=== Extracted text ===

The Meta research team has unveiled an experimental framework called MLGym and MLGym-Bench to train and evaluate AI research agents on various AI research tasks. This comes days after Google unveiled its co-scientist system.
The researchers mention that it is the first machine-learning Gym environment, enabling research on reinforcement learning algorithms for training AI research agents.
As per the research paper, MLGym-Bench consists of 13 diverse and open-ended AI research tasks from various domains, including computer vision, natural language processing, reinforcement learning, and game theory. Solving these tasks requires real-world AI research skills such as generating new ideas and hypotheses, creating and processing data, implementing ML methods, training models, running experiments, analysing the results, and iterating through this process to improve on a given task.
“Our MLGym framework makes it easy to add new tasks, integrate and evaluate models or agents, generate synthetic data at scale, as well as develop new learning algorithms for training agents on AI research tasks,” the research team mentioned.

=== Provided data ===

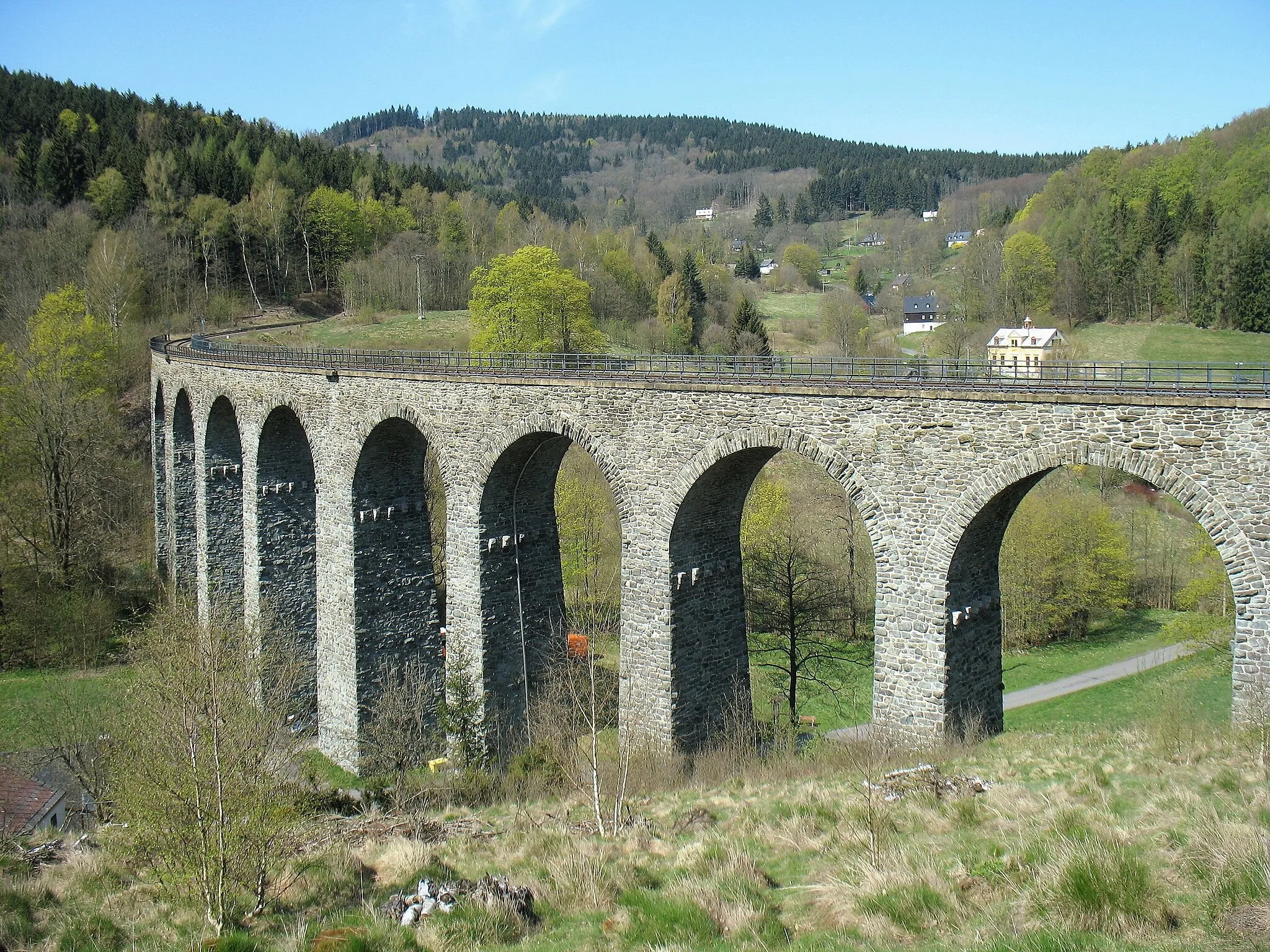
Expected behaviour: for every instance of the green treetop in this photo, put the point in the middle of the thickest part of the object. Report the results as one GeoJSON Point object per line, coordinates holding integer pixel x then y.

===

* [Tasks and exercises]
A – Answer these from the MLGym article, one line each:
(i) How many tasks does MLGym-Bench consist of?
(ii) Which company had unveiled its co-scientist system days before?
(iii) What do the researchers say MLGym is the first of?
B – Pick up the MLGym article after its last sentence and continue it.

* [Results of the tasks]
A –
(i) 13
(ii) Google
(iii) The first machine-learning Gym environment

B –
“We find that current frontier models can improve on the given baselines, usually by finding better hyperparameters, but do not generate novel hypotheses, algorithms, architectures, or substantial improvements,” the researchers added. With this framework, they aim to empower LLM agents capable of independently generating scientific hypotheses, writing scientific papers, analysing results, and more.
The MLGym framework is designed to be modular and extensible, allowing researchers to easily add new tasks, datasets, and tools.
The framework also provides a default agentic harness that can be used to evaluate any base model. It is interesting to note that the research team evaluated several LLMs on the MLGym-Bench benchmark, including Claude-3.5-Sonnet, Llama-3.1 405B, GPT-4o, o1-preview, and Gemini-1.5 Pro. As per their tests, they say Gemini-1.5 Pro is the most cost-effective option in the context of research.
The team hopes that open-sourcing the framework and benchmark will facilitate future research and advance the AI research capabilities of LLM agents. You can find the code on its GitHub page.
While we know the future of research is agentic, these frameworks and benchmarks will help make a difference by providing a standardised way to evaluate and compare AI research agents.